WHAT YOU HAVE TO DO: Copy out word for word the stretch of the items from the line that contains "Return the outline of every instance of the street" through the end of the items.

(Labeled area outline items)
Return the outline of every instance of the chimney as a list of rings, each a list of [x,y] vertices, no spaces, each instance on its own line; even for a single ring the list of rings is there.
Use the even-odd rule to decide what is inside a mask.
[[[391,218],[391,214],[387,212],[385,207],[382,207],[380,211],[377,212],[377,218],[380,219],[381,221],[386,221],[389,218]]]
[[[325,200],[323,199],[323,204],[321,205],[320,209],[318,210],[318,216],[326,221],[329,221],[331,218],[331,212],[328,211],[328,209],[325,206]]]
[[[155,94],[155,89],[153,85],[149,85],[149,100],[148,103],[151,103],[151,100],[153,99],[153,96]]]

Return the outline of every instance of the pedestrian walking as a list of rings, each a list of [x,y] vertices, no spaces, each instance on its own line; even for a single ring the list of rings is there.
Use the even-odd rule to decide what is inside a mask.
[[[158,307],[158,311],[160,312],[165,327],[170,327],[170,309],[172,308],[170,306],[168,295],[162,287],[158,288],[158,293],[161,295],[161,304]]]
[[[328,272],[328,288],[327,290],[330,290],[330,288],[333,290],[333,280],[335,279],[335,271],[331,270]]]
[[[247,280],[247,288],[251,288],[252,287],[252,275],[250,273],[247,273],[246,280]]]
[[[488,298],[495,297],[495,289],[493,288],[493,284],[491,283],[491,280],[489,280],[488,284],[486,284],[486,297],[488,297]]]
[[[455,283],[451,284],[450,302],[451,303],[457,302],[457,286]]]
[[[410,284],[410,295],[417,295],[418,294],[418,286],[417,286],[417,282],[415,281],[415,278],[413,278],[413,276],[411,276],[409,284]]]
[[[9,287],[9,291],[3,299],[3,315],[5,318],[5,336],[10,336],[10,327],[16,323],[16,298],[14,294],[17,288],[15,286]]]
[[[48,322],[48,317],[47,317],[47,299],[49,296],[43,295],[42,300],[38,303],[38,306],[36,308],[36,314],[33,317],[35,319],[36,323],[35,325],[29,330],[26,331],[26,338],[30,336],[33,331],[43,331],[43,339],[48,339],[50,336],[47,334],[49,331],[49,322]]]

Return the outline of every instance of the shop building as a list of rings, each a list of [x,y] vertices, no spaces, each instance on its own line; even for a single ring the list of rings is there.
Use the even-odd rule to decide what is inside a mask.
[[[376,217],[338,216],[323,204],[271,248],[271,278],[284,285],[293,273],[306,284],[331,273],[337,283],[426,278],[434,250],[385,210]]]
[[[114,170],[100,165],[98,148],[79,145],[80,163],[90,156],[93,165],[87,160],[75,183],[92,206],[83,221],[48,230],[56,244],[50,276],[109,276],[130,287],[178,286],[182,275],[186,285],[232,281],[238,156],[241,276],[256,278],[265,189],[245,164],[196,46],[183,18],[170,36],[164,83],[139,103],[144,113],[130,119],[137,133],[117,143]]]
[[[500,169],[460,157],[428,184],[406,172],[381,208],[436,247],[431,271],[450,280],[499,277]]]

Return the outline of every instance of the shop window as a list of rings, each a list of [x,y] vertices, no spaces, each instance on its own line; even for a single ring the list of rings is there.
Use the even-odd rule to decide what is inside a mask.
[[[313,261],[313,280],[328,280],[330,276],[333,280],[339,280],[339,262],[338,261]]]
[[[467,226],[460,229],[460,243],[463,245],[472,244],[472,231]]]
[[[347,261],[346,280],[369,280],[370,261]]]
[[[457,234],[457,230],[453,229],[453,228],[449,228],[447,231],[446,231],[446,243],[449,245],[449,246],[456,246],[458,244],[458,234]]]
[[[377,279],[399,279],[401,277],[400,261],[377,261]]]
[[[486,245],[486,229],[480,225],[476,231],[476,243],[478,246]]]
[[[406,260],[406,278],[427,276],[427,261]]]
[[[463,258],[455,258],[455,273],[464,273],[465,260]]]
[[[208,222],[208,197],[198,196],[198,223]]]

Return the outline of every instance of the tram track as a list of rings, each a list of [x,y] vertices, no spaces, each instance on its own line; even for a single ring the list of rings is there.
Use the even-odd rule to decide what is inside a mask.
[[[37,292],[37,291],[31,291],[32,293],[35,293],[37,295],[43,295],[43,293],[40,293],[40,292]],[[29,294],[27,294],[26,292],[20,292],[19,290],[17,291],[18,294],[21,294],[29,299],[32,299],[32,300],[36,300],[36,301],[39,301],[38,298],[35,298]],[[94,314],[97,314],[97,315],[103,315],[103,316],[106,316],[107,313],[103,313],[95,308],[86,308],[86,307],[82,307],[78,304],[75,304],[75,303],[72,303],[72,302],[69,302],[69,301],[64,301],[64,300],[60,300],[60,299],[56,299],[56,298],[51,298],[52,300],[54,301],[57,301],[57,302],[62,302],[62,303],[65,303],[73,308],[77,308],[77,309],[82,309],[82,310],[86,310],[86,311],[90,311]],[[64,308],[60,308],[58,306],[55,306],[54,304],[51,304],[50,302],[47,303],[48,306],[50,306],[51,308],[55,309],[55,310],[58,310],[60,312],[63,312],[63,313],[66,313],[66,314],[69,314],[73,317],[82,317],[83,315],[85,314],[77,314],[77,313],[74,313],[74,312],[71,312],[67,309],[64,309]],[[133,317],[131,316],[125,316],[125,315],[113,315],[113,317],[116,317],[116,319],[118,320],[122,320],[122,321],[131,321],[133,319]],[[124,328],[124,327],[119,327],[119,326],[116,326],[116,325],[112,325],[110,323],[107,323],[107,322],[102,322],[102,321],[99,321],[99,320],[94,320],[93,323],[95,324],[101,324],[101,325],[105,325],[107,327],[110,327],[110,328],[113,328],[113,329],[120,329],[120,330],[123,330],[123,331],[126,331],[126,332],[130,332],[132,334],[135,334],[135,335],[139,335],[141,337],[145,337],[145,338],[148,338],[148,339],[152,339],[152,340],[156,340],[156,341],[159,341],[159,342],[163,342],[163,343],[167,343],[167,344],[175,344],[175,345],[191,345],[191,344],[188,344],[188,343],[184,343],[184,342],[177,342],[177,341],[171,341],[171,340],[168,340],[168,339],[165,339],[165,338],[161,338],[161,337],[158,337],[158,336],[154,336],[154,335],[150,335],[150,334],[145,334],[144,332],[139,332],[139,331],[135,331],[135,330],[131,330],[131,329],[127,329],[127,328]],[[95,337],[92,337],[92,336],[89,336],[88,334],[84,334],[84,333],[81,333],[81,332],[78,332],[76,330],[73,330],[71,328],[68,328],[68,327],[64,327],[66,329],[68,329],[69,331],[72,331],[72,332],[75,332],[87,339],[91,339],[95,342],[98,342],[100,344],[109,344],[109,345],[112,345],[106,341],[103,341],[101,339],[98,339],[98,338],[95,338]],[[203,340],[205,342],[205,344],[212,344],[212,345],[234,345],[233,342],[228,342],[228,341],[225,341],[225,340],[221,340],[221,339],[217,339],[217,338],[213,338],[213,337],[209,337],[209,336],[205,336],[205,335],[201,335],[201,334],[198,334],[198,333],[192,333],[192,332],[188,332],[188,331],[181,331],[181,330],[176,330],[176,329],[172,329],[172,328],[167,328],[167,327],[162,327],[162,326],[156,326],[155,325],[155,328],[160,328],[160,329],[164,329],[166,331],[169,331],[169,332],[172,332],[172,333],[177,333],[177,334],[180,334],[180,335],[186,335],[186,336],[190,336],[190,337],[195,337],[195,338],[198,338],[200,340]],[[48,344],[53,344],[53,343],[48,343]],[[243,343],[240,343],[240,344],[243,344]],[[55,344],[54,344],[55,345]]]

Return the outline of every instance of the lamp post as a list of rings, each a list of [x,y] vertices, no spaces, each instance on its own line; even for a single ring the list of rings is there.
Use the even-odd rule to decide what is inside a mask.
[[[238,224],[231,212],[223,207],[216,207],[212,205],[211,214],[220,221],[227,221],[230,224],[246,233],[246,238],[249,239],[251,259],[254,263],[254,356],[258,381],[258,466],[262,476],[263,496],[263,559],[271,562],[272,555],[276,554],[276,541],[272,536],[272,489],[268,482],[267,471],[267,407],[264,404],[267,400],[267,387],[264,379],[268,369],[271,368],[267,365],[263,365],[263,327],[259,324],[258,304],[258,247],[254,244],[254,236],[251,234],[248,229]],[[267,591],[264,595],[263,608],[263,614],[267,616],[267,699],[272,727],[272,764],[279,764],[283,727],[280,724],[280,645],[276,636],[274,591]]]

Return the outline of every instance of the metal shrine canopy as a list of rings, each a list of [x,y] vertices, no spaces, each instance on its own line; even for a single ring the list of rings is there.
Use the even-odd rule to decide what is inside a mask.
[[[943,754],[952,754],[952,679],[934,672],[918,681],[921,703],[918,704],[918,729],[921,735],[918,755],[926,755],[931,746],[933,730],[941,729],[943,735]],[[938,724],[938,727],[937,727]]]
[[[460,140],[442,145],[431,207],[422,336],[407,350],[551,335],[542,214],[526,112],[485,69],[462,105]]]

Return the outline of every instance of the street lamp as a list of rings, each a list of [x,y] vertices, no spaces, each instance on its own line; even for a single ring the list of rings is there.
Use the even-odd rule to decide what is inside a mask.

SOLVED EXERCISE:
Return the outline of every instance of the street lamp as a list of rings, each a list of [x,y] vertices, no spaces, each instance on its own line; even for a single ring the list of rings is there.
Use the even-odd rule to decide what is inside a mask.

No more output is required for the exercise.